>> START Excerpted text
Aeon provides extensive transformation capabilities for preprocessing, feature extraction, and representation learning from time series data.

Transformation Types

Aeon distinguishes between:

  • CollectionTransformers: Transform multiple time series (collections)
  • SeriesTransformers: Transform individual time series

Collection Transformers

Convolution-Based Feature Extraction

Fast, scalable feature generation using random kernels:

  • RocketTransformer - Random convolutional kernels
  • MiniRocketTransformer - Simplified ROCKET for speed
  • MultiRocketTransformer - Enhanced ROCKET variant
  • HydraTransformer - Multi-resolution dilated convolutions
  • MultiRocketHydraTransformer - Combines ROCKET and Hydra
  • ROCKETGPU - GPU-accelerated variant

Use when: Need fast, scalable features for any ML algorithm, strong baseline performance.

Statistical Feature Extraction

Domain-agnostic features based on time series characteristics:

  • Catch22 - 22 canonical time-series characteristics
  • TSFresh - Comprehensive automated feature extraction (100+ features)
  • TSFreshRelevant - Feature extraction with relevance filtering
  • SevenNumberSummary - Descriptive statistics (mean, std, quantiles)

Use when: Need interpretable features, domain-agnostic approach, or feeding traditional ML.

Dictionary-Based Representations

Symbolic approximations for discrete representations:

  • SAX - Symbolic Aggregate approXimation
  • PAA - Piecewise Aggregate Approximation
  • SFA - Symbolic Fourier Approximation
  • SFAFast - Optimized SFA
  • SFAWhole - SFA on entire series (no windowing)
  • BORF - Bag-of-Receptive-Fields

Use when: Need discrete/symbolic representation, dimensionality reduction, interpretability.

Shapelet-Based Features

Discriminative subsequence extraction:

  • RandomShapeletTransform - Random discriminative shapelets
  • RandomDilatedShapeletTransform - Dilated shapelets for multi-scale
  • SAST - Scalable And Accurate Subsequence Transform
  • RSAST - Randomized SAST

Use when: Need interpretable discriminative patterns, phase-invariant features.

Interval-Based Features

Statistical summaries from time intervals:

  • RandomIntervals - Features from random intervals
  • SupervisedIntervals - Supervised interval selection
  • QUANTTransformer - Quantile-based interval features

Use when: Predictive patterns localized to specific windows.

Preprocessing Transformations

Data preparation and normalization:

  • MinMaxScaler - Scale to [0, 1] range
  • Normalizer - Z-normalization (zero mean, unit variance)
  • Centerer - Center to zero mean
  • SimpleImputer - Fill missing values
  • DownsampleTransformer - Reduce temporal resolution
  • Tabularizer - Convert time series to tabular format

Use when: Need standardization, missing value handling, format conversion.
>> END Excerpted text
>> START Excerpted data
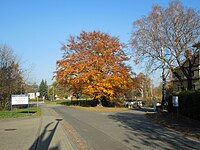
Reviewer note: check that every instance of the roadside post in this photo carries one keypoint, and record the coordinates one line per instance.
(37, 95)
(175, 103)
(154, 104)
(21, 99)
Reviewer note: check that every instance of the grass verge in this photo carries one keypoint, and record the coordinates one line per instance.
(21, 113)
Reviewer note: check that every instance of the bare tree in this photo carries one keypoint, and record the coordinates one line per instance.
(10, 76)
(165, 37)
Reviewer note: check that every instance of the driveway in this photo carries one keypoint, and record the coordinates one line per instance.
(123, 130)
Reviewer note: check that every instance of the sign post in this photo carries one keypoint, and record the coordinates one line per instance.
(175, 103)
(21, 99)
(37, 95)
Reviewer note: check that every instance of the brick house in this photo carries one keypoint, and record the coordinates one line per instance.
(195, 72)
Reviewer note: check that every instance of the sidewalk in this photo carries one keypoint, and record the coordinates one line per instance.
(38, 133)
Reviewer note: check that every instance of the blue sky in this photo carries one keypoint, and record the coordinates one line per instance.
(35, 28)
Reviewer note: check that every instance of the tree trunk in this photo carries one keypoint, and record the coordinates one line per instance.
(189, 83)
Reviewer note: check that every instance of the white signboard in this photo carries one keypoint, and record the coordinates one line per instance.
(19, 99)
(37, 94)
(175, 101)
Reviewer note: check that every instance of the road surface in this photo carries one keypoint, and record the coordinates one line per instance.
(122, 130)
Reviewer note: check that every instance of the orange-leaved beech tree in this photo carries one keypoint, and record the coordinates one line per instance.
(93, 63)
>> END Excerpted data
= Problem to work on =
Copy out the stretch of the Aeon transformations text from "Dictionary-Based Representations" through "series (no windowing)" word for word.

= Solution below =
Dictionary-Based Representations

Symbolic approximations for discrete representations:

  • SAX - Symbolic Aggregate approXimation
  • PAA - Piecewise Aggregate Approximation
  • SFA - Symbolic Fourier Approximation
  • SFAFast - Optimized SFA
  • SFAWhole - SFA on entire series (no windowing)